» Objective
Continue the article about Colony Capital's Latin American fund from where it stops.

» Page
┄┄┄┄┄┄┄┄┄┄

Back in April, the Californian-born fund acquired Dubai’s Abraaj Group Latin American operations. Rebranded as Colony Latam Partners, the multinational group plans to deploy these new funds through this newly acquired unit, according to a report from The Wall Street Journal.
Under the leadership of Miguel Ángel Olea, the fund will invest around half of its capital into Mexico. Meanwhile, the remaining will be spread out across other Latin American nations. The investment period of the fund will last from two to three years.
While not usually attracted to venture capital opportunities, Colony Capital certainly doesn’t shy away from them. As a private-equity firm, its main interest usually ranges from late-stage ventures to real estate. Nonetheless, it was made clear by company officials that the group aims to invest in small and medium businesses with little to no competition and growing industry potential.
While not strictly meant for startups, the investment will definitely impact businesses across various regional industries. For instance, US$3 billion will go towards Pacific Alliance countries. Another US$1 billion will go towards private equity while US$500 million will consolidate debt deals. The remaining will support clean energy pursuits, specifically.
Regarding potential investments in Mexico, Olea says that their plan is to allocate resources across a wide array of projects, with a strong emphasis in energy-related deals.
“They can be refineries or clean energy plants,” said Olea. “We are analyzing alternatives and open to possibilities.”

┄┄┄┄┄┄┄┄┄┄

» Records supplied

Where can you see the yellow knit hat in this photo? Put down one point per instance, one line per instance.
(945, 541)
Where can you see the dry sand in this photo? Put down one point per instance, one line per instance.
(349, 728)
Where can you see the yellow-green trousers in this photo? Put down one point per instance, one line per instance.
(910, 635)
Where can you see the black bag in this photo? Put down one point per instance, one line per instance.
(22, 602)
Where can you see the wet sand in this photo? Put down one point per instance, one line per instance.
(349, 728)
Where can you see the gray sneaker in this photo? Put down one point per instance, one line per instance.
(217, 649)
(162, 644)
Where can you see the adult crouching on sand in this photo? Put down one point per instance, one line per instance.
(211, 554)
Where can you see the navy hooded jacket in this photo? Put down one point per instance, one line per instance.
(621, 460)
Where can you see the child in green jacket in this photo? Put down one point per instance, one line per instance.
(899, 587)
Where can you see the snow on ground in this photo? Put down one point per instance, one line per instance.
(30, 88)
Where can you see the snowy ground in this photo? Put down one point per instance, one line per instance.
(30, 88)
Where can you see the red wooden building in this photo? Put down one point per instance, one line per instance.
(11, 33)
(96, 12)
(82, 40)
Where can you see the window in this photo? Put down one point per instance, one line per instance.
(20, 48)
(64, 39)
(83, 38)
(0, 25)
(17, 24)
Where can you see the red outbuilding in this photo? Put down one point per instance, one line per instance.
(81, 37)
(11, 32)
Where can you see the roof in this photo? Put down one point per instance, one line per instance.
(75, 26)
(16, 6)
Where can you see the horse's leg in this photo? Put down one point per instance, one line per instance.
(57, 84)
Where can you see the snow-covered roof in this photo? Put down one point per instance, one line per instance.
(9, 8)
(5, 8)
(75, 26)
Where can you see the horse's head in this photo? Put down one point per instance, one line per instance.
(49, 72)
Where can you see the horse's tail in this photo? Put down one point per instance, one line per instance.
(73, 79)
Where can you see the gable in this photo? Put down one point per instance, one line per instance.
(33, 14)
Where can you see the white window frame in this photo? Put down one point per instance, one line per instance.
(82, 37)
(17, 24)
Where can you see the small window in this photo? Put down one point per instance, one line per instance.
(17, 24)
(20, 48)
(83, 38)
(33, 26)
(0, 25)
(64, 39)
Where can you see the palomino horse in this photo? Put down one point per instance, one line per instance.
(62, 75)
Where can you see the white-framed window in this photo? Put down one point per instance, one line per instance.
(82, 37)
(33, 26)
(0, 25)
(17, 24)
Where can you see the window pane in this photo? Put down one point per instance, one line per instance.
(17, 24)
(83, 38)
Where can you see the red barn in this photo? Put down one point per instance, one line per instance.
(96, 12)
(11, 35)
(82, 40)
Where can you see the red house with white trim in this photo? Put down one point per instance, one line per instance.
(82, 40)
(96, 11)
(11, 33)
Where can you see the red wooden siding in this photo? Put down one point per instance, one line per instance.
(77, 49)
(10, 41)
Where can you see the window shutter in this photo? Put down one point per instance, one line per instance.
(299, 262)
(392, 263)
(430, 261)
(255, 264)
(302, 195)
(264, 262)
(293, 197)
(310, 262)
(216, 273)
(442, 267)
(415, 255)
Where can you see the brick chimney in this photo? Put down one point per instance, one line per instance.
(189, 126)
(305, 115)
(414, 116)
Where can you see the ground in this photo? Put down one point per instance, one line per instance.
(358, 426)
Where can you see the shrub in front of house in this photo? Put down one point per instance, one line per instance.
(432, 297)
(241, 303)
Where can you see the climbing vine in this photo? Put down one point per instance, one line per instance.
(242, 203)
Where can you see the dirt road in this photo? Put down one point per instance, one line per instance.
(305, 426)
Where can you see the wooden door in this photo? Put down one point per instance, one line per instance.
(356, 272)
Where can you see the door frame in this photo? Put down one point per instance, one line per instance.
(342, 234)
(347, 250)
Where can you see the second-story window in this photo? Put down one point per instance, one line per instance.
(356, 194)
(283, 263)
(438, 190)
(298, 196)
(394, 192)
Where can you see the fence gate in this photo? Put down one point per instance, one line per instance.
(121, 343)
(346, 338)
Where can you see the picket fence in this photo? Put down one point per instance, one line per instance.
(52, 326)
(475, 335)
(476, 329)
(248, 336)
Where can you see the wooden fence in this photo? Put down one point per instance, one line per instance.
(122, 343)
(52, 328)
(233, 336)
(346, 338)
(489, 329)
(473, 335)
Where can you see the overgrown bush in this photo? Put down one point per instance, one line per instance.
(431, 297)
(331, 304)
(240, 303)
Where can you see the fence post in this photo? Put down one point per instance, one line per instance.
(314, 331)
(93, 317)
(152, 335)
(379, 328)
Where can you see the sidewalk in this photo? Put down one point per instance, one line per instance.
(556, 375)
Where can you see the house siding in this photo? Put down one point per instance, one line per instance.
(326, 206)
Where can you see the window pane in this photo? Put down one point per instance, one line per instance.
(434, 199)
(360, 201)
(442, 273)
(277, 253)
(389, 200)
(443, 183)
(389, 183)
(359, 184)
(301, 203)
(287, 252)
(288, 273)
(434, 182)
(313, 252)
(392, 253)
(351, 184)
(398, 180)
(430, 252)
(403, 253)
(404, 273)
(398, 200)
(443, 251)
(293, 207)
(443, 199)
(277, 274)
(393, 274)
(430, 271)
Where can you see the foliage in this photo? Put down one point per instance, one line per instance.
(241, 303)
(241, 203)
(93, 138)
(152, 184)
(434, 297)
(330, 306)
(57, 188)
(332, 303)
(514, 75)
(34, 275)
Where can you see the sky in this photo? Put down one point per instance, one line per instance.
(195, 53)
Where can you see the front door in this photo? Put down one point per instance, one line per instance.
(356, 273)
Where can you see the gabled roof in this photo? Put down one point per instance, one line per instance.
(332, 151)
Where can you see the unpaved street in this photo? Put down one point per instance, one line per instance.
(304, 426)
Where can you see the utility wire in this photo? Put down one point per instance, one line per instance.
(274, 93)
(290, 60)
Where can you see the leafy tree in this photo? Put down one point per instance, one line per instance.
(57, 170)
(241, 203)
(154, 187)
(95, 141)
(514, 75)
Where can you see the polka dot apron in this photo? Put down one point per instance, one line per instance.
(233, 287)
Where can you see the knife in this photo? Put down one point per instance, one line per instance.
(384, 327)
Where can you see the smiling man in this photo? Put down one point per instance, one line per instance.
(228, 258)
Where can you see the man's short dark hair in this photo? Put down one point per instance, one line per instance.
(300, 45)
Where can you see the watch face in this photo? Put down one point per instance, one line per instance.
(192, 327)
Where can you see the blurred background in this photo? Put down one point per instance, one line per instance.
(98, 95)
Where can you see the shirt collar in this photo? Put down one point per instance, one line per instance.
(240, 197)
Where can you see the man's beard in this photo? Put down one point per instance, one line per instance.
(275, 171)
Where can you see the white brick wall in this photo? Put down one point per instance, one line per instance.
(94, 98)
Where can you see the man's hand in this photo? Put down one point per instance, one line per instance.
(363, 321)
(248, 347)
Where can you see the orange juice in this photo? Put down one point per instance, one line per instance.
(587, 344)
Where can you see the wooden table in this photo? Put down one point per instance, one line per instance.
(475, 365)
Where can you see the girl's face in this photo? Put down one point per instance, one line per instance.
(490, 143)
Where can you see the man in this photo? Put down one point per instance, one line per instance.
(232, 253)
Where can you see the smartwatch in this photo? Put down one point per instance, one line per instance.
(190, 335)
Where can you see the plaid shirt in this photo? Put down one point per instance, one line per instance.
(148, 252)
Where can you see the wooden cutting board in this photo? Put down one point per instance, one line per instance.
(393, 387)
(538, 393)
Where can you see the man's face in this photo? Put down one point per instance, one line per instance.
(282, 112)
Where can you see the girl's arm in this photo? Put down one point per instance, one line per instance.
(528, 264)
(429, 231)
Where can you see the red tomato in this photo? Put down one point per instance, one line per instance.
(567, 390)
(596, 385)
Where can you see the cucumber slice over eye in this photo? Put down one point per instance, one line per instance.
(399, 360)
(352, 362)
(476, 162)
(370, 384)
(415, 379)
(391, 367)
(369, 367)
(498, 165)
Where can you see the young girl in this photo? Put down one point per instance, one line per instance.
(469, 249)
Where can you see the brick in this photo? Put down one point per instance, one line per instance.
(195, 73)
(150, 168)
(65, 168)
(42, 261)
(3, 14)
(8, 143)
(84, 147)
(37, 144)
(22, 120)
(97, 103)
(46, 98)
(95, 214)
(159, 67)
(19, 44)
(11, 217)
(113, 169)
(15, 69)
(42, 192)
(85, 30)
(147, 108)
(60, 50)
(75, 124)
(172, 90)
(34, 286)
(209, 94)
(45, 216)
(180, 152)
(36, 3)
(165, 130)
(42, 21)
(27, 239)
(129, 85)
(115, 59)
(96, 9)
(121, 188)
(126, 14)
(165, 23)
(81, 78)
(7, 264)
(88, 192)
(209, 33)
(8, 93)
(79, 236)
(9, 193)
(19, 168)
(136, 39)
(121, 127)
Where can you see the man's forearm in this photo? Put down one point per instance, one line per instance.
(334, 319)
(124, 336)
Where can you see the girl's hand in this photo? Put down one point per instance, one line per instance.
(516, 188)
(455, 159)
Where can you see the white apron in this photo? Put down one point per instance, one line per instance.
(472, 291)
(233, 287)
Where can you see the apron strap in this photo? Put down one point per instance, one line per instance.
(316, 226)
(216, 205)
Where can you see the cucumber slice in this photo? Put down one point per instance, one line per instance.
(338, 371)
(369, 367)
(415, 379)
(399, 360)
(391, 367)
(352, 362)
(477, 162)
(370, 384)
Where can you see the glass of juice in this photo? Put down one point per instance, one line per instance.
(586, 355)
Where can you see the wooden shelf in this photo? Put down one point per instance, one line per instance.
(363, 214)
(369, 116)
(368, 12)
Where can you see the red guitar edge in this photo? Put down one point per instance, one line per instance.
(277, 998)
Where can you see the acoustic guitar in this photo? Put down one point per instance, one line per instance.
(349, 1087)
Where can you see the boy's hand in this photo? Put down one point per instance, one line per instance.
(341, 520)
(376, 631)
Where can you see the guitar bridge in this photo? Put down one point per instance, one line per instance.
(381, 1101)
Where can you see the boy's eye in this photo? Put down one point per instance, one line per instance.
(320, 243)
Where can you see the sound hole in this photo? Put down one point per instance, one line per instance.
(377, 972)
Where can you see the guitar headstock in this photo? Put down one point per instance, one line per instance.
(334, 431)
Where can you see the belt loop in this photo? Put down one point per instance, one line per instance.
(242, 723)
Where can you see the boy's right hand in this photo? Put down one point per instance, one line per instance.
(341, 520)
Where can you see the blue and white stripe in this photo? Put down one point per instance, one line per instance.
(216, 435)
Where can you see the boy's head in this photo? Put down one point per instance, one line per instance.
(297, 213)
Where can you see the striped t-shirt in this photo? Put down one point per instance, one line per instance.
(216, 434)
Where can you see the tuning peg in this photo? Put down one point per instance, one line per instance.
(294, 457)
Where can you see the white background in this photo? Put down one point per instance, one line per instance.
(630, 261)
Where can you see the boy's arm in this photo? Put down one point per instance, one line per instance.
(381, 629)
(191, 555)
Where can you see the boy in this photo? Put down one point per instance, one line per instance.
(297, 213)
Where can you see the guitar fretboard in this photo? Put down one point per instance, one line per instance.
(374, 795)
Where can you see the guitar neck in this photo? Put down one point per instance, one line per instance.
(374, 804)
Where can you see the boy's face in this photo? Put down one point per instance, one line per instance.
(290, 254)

┄┄┄┄┄┄┄┄┄┄

» Response to this task
Nevertheless, they also intend to explore other industries of interest, including consumer goods and services. While Mexico’s economic outlook doesn’t look as promising for many, the fund believes the country has great attributes in its legal system. Language and culture also represent important variables for growth, the fund believes.
“65 percent of the GDP of Latin American countries in the Pacific Alliance is represented by private consumption,” said the company when asked by El Financiero. “The region is characterized by a growing middle class, with a demographic bonus, which represents 75 percent of the population by 2030.”
Thomas J. Barrack Jr., the president and director of the firm, recognizes the pessimistic overview of investors when it comes to Mexico. However, he believes the instability isn’t that severe. This is quite obvious considering the plan to exclusively invest around US$2.5 billion in Mexico.
Barrack also stressed that regional industries, in particular within Mexico, make Latin America an ideal destination for foreign investment. Along those lines, Mexico is an attractive location for investors who see beyond political conjunctures or changes in the market.